== Segment start ==

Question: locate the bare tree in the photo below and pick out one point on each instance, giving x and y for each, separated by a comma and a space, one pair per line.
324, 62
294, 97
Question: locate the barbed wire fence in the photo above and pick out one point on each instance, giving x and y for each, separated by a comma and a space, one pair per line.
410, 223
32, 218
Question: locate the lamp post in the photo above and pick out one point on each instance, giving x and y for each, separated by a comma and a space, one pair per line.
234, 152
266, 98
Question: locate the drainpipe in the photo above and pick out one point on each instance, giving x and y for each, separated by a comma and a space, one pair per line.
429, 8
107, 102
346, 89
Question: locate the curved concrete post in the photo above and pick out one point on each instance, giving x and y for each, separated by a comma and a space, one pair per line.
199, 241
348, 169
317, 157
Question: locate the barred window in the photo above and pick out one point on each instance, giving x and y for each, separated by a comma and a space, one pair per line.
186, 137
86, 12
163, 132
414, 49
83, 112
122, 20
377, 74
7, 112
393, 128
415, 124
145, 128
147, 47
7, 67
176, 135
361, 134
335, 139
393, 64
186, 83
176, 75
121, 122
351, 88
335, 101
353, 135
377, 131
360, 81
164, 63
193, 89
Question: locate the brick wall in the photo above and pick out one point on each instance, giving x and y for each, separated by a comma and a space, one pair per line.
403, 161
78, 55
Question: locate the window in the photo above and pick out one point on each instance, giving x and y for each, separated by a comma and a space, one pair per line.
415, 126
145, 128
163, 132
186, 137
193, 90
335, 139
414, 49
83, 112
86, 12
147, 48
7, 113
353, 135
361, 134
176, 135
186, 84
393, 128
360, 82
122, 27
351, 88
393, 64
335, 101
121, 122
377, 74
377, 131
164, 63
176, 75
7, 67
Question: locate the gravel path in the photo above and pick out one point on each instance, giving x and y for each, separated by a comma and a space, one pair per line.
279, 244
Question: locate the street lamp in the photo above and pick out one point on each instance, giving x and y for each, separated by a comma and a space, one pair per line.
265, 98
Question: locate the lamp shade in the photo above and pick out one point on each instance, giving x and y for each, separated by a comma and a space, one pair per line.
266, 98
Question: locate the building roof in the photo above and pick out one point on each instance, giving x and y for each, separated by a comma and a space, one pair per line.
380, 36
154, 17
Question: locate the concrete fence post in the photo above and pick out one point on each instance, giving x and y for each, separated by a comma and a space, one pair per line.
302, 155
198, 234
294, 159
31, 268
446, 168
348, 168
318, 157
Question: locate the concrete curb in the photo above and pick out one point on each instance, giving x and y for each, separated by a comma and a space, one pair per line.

== Segment end ==

__Activity__.
Word for word, repeat each entry from the listing above.

__Solution for this problem__.
Question: locate the bare tree in the photo below and pick out one point on each instance, giving x and y for each, separated by a comma and a space, one pair per line.
324, 62
294, 97
Question: locate the barbed wire fence in the photo above and pick out one point on each instance, giving x and y for each, separated by a comma and a space, one pair per line.
410, 223
32, 218
Question: locate the lamp post in the photo above and pick out one point on each instance, giving x and y for each, separated by a comma and a space, one pair per line.
234, 152
266, 98
Question: locate the drainpipe in the photo above and pick out one point on each instance, giving x and y for each, separated by a comma and a space, one pair per line.
429, 8
107, 102
346, 89
Question: locate the curved concrete post in the photo above and pick out one point on each instance, giving x and y for each, separated by a comma and a space, one pair per line.
199, 241
348, 169
317, 157
Question: locate the barred window in the photo above and pick out one point on each instance, giving x and y for each, separated by a comma and a space, one pair per line.
186, 137
86, 12
163, 132
414, 49
83, 112
122, 20
377, 74
7, 112
393, 128
415, 124
145, 128
147, 47
7, 67
176, 135
361, 134
335, 139
393, 64
186, 83
176, 75
121, 122
351, 88
335, 101
353, 135
377, 131
360, 81
164, 63
193, 89
Question: locate the brick wall in the photo above and pick out one point on each instance, giving x and y for each, separated by a comma and a space, one pair per line.
403, 161
78, 55
Question: locate the window in the photo above and pick out one point on each instance, giving x and y for each, separated by a comma and a space, one pair per line.
415, 126
145, 128
163, 132
186, 137
193, 90
335, 139
414, 49
83, 112
86, 12
147, 48
7, 113
353, 135
361, 134
176, 135
186, 84
393, 128
360, 82
122, 27
351, 88
393, 64
335, 101
121, 122
377, 74
377, 131
164, 63
176, 75
7, 67
Question: locate the gravel path in the photo above and pick out one point on each instance, giving x and y for each, separated by a comma and a space, one pair per line.
279, 244
Question: locate the street lamp in the photo above and pick out one point on each instance, giving x and y for each, separated by a comma and a space, one pair per line.
265, 98
Question: locate the lamp shade in the photo above and pick out one point on each instance, giving x and y for each, separated by a comma and a space, one pair per line.
266, 98
Question: locate the building roof in the photo above and pick out one point on each instance, giving x and y for each, separated by a comma and a space, one pair per line.
380, 36
154, 17
Question: locate the concrete fence post in the photo above and pick out one point on each instance, giving x and y for each, separated by a comma and a space, one pair per line.
302, 155
198, 234
294, 159
31, 268
446, 168
348, 168
318, 157
Question: locate the concrete curb in the photo above and pick out one point on each instance, giving x and y for each, separated by a comma and a space, one pair per line.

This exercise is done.